→ Consigne 1
Répondez brièvement à ces questions sur l'extrait consacré au Sermon sur la montagne :
(a) Que recevront ceux qui ont faim et soif de la justice ?
(b) Quel numéro porte la sourate citée en exemple ?
(c) Que signifie le mot « Coran » ?
→ Consigne 2
D'après l'extrait consacré au Sermon sur la montagne, pourquoi ceux qu'on insulte et persécute à cause de Jésus doivent-ils se réjouir ? Répondez en une à trois phrases.
→ Consigne 3
Recopiez fidèlement le passage de l'extrait consacré au Sermon sur la montagne qui va de « Heureux ceux qui pleurent, car » jusqu'à « cause de moi. ».

+++ Extrait de page

A la vue de ces foules, Jésus monta sur la montagne. Il s'assit et ses disciples s'approchèrent de lui. Puis il prit la parole pour les enseigner; il dit:

«Heureux ceux qui reconnaissent leur pauvreté spirituelle (ou heureux sont les simples en esprit), car le royaume des cieux leur appartient!
Heureux ceux qui pleurent, car ils seront consolés!
Heureux ceux qui sont doux, car ils hériteront la terre!
Heureux ceux qui ont faim et soif de la justice, car ils seront rassasiés!
Heureux ceux qui font preuve de bonté, car on aura de la bonté pour eux!
Heureux ceux qui ont le cœur pur, car ils verront Dieu!
Heureux ceux qui procurent la paix, car ils seront appelés fils de Dieu!
Heureux ceux qui sont persécutés pour la justice, car le royaume des cieux leur appartient!
Heureux serez-vous lorsqu'on vous insultera, qu'on vous persécutera et qu'on dira faussement de vous toute sorte de mal à cause de moi.
Réjouissez-vous et soyez dans l'allégresse, parce que votre récompense sera grande au ciel. En effet, c'est ainsi qu'on a persécuté les prophètes qui vous ont précédés.
..."

Le sermon sur la montagne 5.1–7.29

"Heureux sont les simples en esprit ("qui reconnaissent leur pauvreté spirituelle" dans la traduction que j'ai trouvée) car le royaume des cieux leur appartient" signifie que la première des choses qui est demandée est bien de se considérer comme "ne sachant pas", "simple" face à cet inconnu que représente le "royaume des cieux" (qui se trouve en soi). Etre "simple en esprit" est justement faire preuve de clairvoyance et de vigilance lorsque le mental s'emballe et commence à se placer au premier plan.

Le Sermon sur la Montagne appelle donc en tout premier lieu à l'humilité. On retrouve cette nécessité dans le Coran également, par exemple dans la sourate 17 dans laquelle Dieu indique au prophète qu'Il fait descendre le Coran (Coran veut dire Rappel, rappel de la Loi qui, sous-entendue, est déjà présente en l'homme mais oubliée et avec le livre il fait également descendre la lumière, j'ai déjà un peu évoqué ce sujet dans un article précédent), et face à cela, l'homme se prosterne et cela augmente son humilité.

...

106. (Nous avons fait descendre) un Coran que Nous avons fragmenté, pour que tu le lises lentement aux gens. Et Nous l'avons fait descendre graduellement.

107. Dis : "Croyez-y ou n'y croyez pas. Ceux à qui la connaissance a été donnée avant cela, lorsqu'on le leur récite, tombent, prosternés, le menton contre la terre"

108. et disent : "Gloire à notre Seigneur! La promesse de notre Seigneur est assurément accomplie".

109. Et ils tombent sur leur menton, pleurant, et cela augmente leur humilité .

...

++++++
+++ Lignes

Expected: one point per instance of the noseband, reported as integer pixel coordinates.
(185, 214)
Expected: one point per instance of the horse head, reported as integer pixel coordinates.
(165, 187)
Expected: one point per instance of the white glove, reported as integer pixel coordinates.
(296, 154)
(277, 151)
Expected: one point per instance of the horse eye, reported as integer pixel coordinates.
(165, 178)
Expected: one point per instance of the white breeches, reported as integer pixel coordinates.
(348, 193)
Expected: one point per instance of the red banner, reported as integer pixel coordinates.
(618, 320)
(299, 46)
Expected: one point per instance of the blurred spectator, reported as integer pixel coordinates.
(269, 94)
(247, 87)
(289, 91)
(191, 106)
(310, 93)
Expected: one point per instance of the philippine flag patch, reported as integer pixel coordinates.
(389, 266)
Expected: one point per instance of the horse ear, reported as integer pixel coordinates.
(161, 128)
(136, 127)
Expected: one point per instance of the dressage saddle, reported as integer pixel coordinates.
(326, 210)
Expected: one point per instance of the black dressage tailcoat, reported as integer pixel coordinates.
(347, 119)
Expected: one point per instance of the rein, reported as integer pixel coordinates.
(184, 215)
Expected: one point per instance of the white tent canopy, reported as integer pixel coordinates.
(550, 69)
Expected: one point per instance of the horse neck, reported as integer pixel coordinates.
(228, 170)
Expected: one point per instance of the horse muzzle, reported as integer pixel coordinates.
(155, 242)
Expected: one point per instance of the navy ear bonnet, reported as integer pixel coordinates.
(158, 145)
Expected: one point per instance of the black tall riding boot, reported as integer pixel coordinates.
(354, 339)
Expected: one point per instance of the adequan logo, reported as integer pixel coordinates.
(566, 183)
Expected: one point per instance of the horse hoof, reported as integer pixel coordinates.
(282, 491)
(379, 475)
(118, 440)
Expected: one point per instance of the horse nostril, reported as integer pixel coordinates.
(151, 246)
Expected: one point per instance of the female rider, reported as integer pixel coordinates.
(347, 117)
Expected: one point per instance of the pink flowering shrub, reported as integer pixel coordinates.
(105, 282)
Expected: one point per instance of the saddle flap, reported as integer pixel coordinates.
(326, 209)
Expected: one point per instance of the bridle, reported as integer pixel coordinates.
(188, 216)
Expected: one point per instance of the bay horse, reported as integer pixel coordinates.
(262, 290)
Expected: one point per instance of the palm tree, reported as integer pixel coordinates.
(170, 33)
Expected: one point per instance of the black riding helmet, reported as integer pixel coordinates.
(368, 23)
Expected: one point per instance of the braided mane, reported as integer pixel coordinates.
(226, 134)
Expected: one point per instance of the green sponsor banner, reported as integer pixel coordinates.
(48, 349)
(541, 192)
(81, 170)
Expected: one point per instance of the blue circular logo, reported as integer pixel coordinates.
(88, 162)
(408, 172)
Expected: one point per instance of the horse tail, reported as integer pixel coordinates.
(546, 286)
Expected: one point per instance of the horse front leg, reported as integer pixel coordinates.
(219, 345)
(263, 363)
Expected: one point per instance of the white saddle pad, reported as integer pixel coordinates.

++++++

→ Corrigé 1
(a) Ils seront rassasiés.
(b) La sourate 17.
(c) Il signifie « Rappel ».

→ Corrigé 2
Ils doivent se réjouir parce que leur récompense sera grande au ciel. C'est en effet ainsi qu'on a persécuté les prophètes qui les ont précédés.

→ Corrigé 3
Heureux ceux qui pleurent, car ils seront consolés!
Heureux ceux qui sont doux, car ils hériteront la terre!
Heureux ceux qui ont faim et soif de la justice, car ils seront rassasiés!
Heureux ceux qui font preuve de bonté, car on aura de la bonté pour eux!
Heureux ceux qui ont le cœur pur, car ils verront Dieu!
Heureux ceux qui procurent la paix, car ils seront appelés fils de Dieu!
Heureux ceux qui sont persécutés pour la justice, car le royaume des cieux leur appartient!
Heureux serez-vous lorsqu'on vous insultera, qu'on vous persécutera et qu'on dira faussement de vous toute sorte de mal à cause de moi.